In a paper looking at the performance of the additional roles reimbursement scheme (ARRS), health experts said new recruits ‘are not being implemented and integrated into primary care teams effectively’ and that ‘there is a risk [it could] fail to have the intended impact’.
The report - commissioned by the DHSC - noted that in many cases PCNs ‘lack a clear, shared overall purpose and strategy or a clear, shared vision and buy-in for the ARRS roles’.
Damning conclusions on the performance of the flagship recruitment scheme, which aims to employ 26,000 extra staff by 2024 comes just two weeks after GPonline reported it had failed to reach its halfway target last December.
ARRS recruits
Disagreement over whether the roles are primarily intended to deliver PCN contract work or to perform ‘core’ general practice activities has become a point of contention within networks, with clinical directors confused about how best to use staff, the report found.
Report authors said there had been a failure to carefully consider how the role of GPs leading networks, or the organisation of general practice, might need to change to accommodate working with new staff - adding its ‘huge scale of ambition’ requires ‘significant and complex change across general practice’.
They added that a ‘lack of adequate estate’ was becoming an issue in many areas, while uncertainty around funding for ARRS roles beyond 2023/24 was beginning to cause anxiety for those running networks.
The report said: ‘PCNs have swiftly recruited to these roles and the ARRS has undoubtedly accelerated the development of multidisciplinary teams within and across general practices. However, anecdotal data suggests that the roles are not being implemented and integrated into primary care teams effectively and there is a risk that the scheme will fail to have the intended impact.
Increased appointments
'Given the importance of these roles in helping to tackle the increasing pressures in general practice and the long-term sustainability of services, successful implementation of the roles is crucial.’
The ARRS is worth more than £3.5bn over four years from 2020/21 to 2023/24 and forms a critical plank of the government’s manifesto promise to increase the number of annual appointments in general practice by 50m.
But the King’s Fund found that PCN leaders ‘did not have the time or headspace' to absorb the guidance and act on it. Meanwhile, they said clinical directors had not been offered proper training.
Access to supervision for new staff was often constrained by ‘a lack of capacity, incentives, funding or recognition of the work involved’, the report said. A lack of specific funding to cover supervision had left new recruits feeling isolated and lonely.
GP role
The report warned that the ARRS had changed the role of GPs. One clinical director said: ‘This has implications which fundamentally alter the nature of UK general practice. One consequence (intended or otherwise) of creating a multi-professional workforce is that the role of the GP is changing from personal practitioner responsible for a caseload, to consultant/supervisor at the head of a "junior" team.
‘How we feel about that as a profession might in turn determine how medical graduates would view a career in general practice.’
The King's Fund has recommended ‘a comprehensive package of support’ to implement the scheme properly, in addition to a ‘clearer, shared vision’ for multidisciplinary working. It recommends additional funding, an estates strategy and leadership and management training to be embedded into GP specialist training.
It said ARRS roles 'have the potential to make a significant contribution to the quality of patient care in general practice' and could help make general practice sustainable, but wanred that better support was critical.
Last month King’s Fund senior fellow Beccy Baird told GPonline that general practice and PCNs need more support to integrate additional roles staff into multidisciplinary teams - adding the roles may need to change to boost recruitment.
Prominent London GP Dr Farzana Hussain recently stepped down from her position as co-clinical director, telling GPonline that top-down management, endless meetings, and restrictive recruitment rules had clouded the initial vision of the initiative.
· · · · ·
**Problem statement:**
Decide whether each statement agrees with the article on the ARRS report: (a) the scheme aims to employ 26,000 extra staff by 2024; (b) the King's Fund commissioned the report; (c) clinical directors had been offered proper training. For each, answer yes or no and quote the deciding words from the article.
· · · · ·
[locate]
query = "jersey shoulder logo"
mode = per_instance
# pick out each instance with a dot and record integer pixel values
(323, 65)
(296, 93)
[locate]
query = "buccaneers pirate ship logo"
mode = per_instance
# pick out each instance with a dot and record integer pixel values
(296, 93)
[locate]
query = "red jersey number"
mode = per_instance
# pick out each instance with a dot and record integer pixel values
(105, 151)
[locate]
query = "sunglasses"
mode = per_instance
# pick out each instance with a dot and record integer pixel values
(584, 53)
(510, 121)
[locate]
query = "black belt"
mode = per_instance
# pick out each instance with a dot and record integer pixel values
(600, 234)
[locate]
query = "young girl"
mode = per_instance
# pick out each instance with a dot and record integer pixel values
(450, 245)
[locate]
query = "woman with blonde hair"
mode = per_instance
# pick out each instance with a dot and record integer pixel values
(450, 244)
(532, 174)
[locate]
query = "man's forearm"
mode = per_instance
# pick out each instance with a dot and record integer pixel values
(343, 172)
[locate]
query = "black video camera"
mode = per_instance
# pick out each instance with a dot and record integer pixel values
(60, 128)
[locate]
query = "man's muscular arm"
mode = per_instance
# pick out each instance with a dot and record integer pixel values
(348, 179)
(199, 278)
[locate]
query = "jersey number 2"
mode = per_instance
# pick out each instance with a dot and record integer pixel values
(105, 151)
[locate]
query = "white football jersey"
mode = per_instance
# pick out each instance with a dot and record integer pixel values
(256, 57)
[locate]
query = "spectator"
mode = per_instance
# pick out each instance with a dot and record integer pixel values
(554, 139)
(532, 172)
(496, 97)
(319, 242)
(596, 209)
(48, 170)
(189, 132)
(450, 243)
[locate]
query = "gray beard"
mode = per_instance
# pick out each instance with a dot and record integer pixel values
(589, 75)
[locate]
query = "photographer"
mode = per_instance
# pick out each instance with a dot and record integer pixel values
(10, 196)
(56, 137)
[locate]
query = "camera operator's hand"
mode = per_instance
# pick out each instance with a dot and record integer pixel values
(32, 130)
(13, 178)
· · · · ·
**Result for this exercise:**
(a) Yes: "which aims to employ 26,000 extra staff by 2024".
(b) No: "commissioned by the DHSC".
(c) No: "clinical directors had not been offered proper training".